- Opening Delimiter -
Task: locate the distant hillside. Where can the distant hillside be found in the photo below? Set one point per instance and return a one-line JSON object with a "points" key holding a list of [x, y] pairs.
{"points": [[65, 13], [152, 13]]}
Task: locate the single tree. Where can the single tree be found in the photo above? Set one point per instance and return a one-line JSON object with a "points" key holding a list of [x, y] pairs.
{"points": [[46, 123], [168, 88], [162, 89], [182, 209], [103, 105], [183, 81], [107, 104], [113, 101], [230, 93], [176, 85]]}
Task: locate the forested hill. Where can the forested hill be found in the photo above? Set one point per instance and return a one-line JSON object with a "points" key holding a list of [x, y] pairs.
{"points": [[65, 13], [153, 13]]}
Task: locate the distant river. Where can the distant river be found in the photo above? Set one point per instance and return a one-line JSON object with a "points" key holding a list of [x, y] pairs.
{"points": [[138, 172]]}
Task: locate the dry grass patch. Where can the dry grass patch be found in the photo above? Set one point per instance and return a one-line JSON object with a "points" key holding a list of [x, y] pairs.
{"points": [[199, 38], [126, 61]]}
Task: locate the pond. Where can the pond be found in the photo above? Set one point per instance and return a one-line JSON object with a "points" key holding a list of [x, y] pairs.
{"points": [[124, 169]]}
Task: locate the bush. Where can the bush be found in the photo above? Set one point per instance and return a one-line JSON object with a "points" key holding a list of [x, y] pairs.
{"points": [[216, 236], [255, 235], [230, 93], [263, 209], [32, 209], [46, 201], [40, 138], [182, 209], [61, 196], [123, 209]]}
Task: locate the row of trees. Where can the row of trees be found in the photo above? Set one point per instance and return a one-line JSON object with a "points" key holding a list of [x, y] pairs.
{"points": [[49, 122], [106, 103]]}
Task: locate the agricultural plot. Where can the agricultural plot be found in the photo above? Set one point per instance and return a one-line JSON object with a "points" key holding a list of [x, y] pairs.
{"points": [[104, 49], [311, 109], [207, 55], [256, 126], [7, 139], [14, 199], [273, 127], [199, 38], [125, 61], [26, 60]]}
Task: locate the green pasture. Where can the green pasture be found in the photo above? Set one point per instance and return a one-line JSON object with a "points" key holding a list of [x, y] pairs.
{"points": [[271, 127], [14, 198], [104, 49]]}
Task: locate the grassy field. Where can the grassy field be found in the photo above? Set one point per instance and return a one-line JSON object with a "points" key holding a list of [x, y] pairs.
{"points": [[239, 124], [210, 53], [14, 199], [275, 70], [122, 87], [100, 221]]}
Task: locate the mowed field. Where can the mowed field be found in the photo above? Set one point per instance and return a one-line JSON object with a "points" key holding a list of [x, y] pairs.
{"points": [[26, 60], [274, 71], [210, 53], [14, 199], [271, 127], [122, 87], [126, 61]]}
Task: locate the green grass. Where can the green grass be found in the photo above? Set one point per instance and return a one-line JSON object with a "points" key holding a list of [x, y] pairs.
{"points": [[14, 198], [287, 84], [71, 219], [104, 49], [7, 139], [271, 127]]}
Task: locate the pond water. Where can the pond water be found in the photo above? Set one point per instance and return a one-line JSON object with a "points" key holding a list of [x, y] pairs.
- Closing Delimiter -
Action item: Set down the entire listing once more, keeping every line exactly as it reads.

Solution for this task:
Task: locate the distant hillside. Where can the distant hillside be found in the photo below? Set one point per instance and return a one-line JSON object with a "points" key holding a list of [x, y] pairs.
{"points": [[65, 13], [152, 13]]}
Task: locate the single tree. Where can the single tree be found in the photo above? Set one point per instance and return a one-line JSON object with a "points" key holding a list of [x, y] pairs.
{"points": [[46, 123], [168, 88], [162, 89], [182, 209], [103, 105], [183, 81], [107, 104], [113, 101], [230, 93], [176, 85]]}
Task: locate the forested hill. Where can the forested hill be found in the photo above? Set one point per instance and return a one-line JSON object with a "points" key holding a list of [x, y] pairs.
{"points": [[65, 13], [153, 13]]}
Task: locate the distant river. Where can the distant river be found in the photo above? Set one point per instance and return a one-line JSON object with a "points" key holding a list of [x, y] pairs.
{"points": [[138, 172]]}
Task: locate the dry grass patch. Where can the dry grass patch be found in the photo above? Set one point per instance and return a one-line JSON object with a "points" key holding a list of [x, y] pairs.
{"points": [[199, 38], [126, 61]]}
Task: locate the pond. Where can the pond be found in the photo above? Set one point per instance and return a one-line JSON object with a "points" key holding a list of [x, y] pairs.
{"points": [[124, 169]]}
Task: locate the bush. Where can the bush be found in the photo above? Set one point per instance and return a one-line JSON object with a "points" key holding a list of [x, y] pairs.
{"points": [[216, 236], [255, 235], [230, 93], [263, 209], [32, 209], [46, 201], [40, 138], [182, 209], [61, 196], [123, 209]]}
Task: locate the row of trees. Where can the row of trees be found in the photo above? Set one point per instance and return a one-line JSON object with a "points" key holding a list of [x, y] pairs.
{"points": [[49, 122], [106, 103]]}
Task: locate the agricultural plot. Where can the agricultural plot be found in the photo above? Set one point per instance and return a one-line JSON object with a "points" key holding a list of [x, y] pairs.
{"points": [[104, 49], [311, 109], [207, 55], [256, 126], [7, 139], [14, 199], [273, 127], [199, 38], [125, 61], [26, 60]]}
Task: locate the green pasture. Where can the green pasture be found in the photo above? Set one point per instance and return a one-line JSON object with a "points" key holding a list of [x, y] pairs.
{"points": [[271, 127], [14, 198], [104, 49]]}
Task: locate the grassy field. Where can the grassy field be found in the photo above? Set one point per instance and return a one-line JSON object with a "points" key holding a list of [x, y] pairs.
{"points": [[239, 124], [210, 53], [14, 199], [275, 70], [122, 87], [100, 221]]}
Task: locate the mowed field. Where can the mowed field be found in the photo above? Set one point per instance and return a one-line JSON object with a "points" key holding a list of [x, y] pairs.
{"points": [[26, 60], [274, 71], [210, 53], [14, 199], [271, 127], [122, 87], [126, 61]]}
Task: locate the green grass. Where can the green grass be found in the photo above? Set one point per instance and return a one-line JSON object with a "points" key holding a list of [x, y] pairs.
{"points": [[14, 198], [287, 84], [71, 219], [104, 49], [7, 139], [271, 127]]}
Task: locate the pond water. Where can the pond water be found in the photo above? Set one point per instance and return a one-line JSON object with a "points" key holding a list of [x, y] pairs.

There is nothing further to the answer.